■ BRIEF
From the data below, pull out each line that contains the word "front" and copy it unchanged.

======== SUPPLIED MATERIAL

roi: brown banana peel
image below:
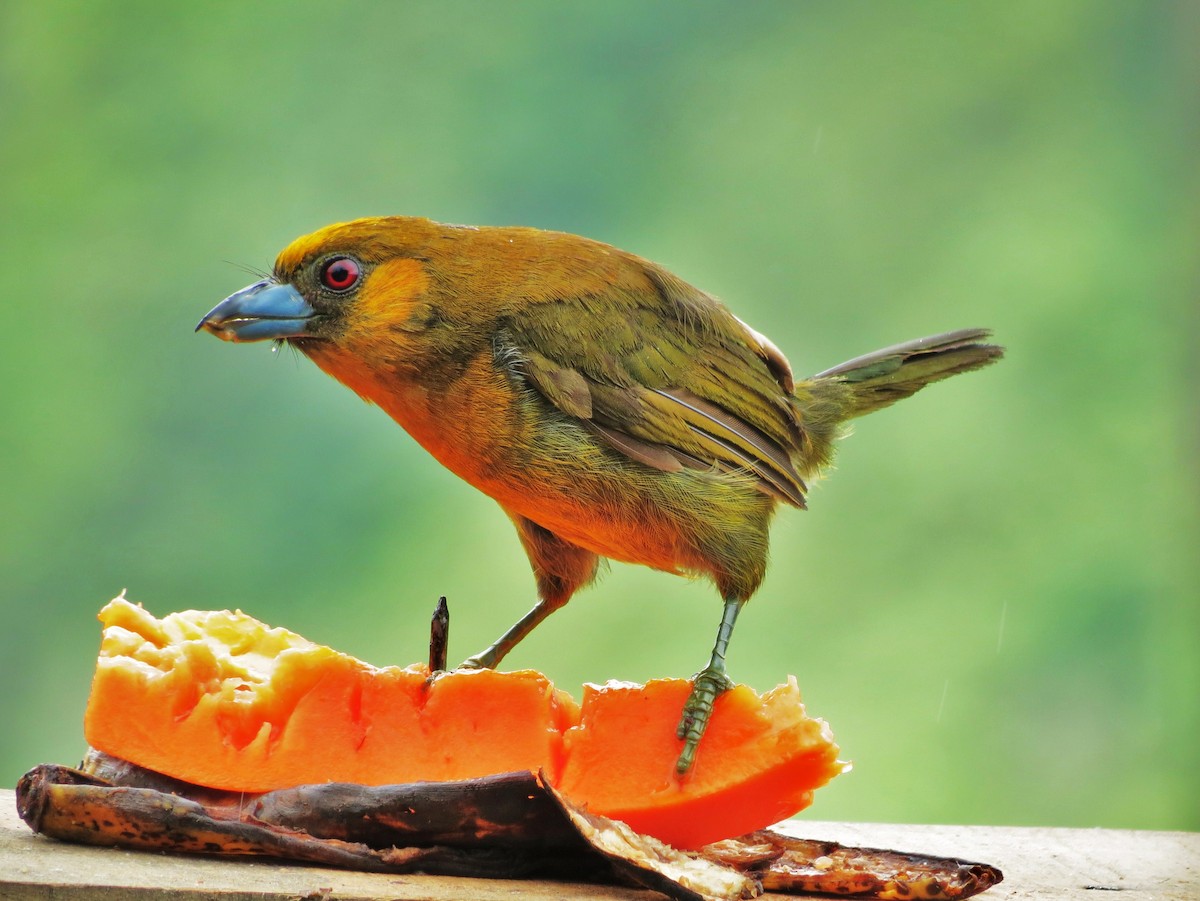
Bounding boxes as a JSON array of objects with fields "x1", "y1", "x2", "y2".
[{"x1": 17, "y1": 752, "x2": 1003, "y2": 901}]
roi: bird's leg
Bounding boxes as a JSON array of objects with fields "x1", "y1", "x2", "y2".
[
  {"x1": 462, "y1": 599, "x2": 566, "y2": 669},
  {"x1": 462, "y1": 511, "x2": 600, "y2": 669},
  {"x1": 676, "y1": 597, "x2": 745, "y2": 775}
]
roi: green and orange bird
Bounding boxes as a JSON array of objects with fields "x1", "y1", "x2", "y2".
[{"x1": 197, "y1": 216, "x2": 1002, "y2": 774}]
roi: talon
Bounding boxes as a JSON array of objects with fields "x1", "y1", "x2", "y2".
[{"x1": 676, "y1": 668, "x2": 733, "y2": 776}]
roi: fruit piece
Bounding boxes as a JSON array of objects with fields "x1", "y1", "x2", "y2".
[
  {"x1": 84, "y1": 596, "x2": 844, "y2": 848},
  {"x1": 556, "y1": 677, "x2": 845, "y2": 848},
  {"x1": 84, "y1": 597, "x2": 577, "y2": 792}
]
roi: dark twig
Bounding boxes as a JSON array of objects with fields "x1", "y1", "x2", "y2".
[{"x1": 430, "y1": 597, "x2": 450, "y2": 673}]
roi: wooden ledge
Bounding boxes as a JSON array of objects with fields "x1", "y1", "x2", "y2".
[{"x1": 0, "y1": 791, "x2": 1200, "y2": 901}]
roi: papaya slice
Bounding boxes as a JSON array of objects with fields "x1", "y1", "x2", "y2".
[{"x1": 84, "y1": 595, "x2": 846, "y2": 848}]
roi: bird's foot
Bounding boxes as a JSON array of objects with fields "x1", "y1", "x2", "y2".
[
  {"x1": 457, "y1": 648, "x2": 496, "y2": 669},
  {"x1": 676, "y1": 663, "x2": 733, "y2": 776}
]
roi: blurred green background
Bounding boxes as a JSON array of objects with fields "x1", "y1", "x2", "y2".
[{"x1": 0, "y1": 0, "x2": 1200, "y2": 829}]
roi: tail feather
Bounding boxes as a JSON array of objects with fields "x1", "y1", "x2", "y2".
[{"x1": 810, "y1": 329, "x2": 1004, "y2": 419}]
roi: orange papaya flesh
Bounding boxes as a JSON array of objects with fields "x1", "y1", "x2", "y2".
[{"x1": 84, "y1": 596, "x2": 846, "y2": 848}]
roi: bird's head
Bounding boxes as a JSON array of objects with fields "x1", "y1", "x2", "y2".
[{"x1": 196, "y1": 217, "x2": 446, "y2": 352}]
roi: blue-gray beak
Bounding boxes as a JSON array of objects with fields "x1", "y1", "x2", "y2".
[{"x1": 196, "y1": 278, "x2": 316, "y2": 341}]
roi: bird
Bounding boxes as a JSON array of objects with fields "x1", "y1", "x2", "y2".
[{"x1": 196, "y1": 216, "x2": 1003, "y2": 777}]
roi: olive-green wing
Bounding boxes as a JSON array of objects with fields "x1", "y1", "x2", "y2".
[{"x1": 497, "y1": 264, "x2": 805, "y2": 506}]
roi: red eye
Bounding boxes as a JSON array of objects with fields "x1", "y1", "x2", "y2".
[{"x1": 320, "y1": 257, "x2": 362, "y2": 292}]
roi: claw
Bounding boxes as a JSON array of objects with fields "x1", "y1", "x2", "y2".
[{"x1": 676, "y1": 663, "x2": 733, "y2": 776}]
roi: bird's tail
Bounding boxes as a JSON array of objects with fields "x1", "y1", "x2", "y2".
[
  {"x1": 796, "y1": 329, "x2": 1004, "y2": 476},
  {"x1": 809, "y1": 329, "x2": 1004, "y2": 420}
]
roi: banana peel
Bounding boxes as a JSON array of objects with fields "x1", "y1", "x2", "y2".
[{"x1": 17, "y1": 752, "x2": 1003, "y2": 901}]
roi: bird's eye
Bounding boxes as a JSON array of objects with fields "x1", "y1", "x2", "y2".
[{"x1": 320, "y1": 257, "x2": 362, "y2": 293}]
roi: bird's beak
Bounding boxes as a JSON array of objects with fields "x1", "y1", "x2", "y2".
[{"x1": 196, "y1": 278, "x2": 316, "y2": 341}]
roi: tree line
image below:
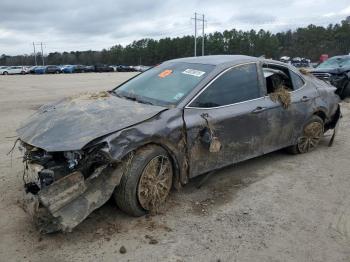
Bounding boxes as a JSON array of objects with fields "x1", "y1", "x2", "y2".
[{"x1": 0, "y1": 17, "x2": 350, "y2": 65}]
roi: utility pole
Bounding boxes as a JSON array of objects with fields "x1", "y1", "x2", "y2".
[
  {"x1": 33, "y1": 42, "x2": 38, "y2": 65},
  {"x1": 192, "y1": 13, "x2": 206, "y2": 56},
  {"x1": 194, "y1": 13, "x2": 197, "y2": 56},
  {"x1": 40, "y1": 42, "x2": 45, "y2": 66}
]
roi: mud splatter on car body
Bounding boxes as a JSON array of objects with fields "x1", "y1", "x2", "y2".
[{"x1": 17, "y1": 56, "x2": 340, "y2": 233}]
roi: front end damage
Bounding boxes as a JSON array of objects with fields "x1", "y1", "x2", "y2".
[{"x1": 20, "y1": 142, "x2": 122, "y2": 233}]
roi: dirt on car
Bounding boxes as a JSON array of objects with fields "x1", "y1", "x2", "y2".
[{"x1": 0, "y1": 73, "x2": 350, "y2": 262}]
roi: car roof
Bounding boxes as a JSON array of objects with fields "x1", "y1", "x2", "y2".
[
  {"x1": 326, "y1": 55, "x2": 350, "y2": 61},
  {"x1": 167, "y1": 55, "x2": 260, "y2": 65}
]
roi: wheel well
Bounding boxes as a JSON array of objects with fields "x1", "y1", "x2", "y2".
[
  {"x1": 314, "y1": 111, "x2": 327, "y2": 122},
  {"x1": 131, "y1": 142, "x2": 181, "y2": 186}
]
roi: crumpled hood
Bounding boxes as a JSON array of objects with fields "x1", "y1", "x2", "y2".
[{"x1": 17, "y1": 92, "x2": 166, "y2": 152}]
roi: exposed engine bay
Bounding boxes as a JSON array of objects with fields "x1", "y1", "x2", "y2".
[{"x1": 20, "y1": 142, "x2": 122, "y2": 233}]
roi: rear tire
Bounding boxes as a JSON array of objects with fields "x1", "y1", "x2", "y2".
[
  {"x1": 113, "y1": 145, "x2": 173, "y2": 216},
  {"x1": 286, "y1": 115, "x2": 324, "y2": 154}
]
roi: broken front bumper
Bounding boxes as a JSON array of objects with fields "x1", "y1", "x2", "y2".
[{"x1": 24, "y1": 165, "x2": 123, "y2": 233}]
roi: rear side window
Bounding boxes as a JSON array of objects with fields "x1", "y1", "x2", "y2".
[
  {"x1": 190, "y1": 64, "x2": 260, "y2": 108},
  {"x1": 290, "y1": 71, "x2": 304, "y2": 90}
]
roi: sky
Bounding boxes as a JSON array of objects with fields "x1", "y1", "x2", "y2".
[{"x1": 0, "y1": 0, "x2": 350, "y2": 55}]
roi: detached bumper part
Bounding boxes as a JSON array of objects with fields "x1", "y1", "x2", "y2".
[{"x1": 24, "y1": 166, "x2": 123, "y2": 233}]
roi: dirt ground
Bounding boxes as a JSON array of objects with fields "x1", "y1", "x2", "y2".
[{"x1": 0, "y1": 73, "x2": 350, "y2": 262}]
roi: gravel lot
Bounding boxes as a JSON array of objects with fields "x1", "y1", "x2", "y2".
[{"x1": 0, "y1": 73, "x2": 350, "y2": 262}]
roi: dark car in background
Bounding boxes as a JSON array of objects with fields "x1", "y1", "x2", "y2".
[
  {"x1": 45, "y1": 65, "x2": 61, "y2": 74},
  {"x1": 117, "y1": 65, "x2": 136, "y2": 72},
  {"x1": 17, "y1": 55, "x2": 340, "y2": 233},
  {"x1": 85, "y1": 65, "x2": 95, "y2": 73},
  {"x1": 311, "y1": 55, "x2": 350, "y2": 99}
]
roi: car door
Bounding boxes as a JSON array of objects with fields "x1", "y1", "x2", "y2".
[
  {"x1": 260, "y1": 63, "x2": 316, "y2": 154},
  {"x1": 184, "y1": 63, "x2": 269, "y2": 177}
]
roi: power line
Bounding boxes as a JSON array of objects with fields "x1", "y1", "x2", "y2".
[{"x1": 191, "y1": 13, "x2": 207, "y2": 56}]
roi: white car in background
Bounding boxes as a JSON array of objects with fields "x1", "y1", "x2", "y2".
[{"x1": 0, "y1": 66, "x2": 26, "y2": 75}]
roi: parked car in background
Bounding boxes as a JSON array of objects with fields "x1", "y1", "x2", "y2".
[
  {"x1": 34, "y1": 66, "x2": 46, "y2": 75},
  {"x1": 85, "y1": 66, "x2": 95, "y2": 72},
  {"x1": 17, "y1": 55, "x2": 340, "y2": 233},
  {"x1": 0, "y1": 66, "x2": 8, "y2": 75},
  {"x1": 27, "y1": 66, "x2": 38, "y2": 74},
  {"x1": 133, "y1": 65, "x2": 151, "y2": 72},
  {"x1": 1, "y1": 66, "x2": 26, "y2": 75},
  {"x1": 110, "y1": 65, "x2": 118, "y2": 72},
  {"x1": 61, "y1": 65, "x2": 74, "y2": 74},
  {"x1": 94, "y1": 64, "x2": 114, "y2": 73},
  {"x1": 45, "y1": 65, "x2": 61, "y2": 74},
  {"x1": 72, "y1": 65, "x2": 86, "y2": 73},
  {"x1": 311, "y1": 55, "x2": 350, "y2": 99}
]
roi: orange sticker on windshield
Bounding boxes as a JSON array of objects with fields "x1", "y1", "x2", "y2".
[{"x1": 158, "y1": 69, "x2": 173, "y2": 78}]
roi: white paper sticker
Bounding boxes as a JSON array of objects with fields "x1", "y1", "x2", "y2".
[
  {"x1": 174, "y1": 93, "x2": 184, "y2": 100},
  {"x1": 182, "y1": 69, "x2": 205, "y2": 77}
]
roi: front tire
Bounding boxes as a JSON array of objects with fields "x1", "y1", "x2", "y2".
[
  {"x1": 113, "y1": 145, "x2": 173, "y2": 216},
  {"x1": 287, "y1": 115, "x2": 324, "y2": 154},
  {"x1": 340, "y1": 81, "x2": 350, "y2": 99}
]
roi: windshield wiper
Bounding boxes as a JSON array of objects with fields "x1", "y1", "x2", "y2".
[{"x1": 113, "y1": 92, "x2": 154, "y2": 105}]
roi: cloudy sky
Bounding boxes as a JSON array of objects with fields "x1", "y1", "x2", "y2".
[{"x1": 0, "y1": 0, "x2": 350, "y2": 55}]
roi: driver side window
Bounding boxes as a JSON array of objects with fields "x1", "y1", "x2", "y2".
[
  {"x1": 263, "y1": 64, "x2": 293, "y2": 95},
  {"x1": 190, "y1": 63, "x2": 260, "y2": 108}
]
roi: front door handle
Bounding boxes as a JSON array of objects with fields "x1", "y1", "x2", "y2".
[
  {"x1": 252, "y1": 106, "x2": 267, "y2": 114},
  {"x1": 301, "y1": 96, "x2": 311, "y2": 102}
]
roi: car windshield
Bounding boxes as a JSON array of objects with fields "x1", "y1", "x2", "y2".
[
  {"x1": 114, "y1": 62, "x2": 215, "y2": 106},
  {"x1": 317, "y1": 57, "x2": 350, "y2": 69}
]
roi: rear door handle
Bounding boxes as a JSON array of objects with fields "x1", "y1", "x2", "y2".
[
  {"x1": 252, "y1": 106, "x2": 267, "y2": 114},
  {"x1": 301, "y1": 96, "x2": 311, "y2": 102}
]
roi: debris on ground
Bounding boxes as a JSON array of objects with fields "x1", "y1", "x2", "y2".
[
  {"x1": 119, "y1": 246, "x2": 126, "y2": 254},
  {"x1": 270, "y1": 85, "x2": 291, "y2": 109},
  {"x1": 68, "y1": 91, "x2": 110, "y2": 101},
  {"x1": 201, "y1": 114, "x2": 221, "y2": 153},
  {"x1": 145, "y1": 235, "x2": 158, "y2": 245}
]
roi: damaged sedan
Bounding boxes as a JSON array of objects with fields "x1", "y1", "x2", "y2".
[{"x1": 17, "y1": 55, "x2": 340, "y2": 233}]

================

■ PROBLEM SOLUTION
roi: front end damage
roi: broken front bumper
roi: front tire
roi: front door handle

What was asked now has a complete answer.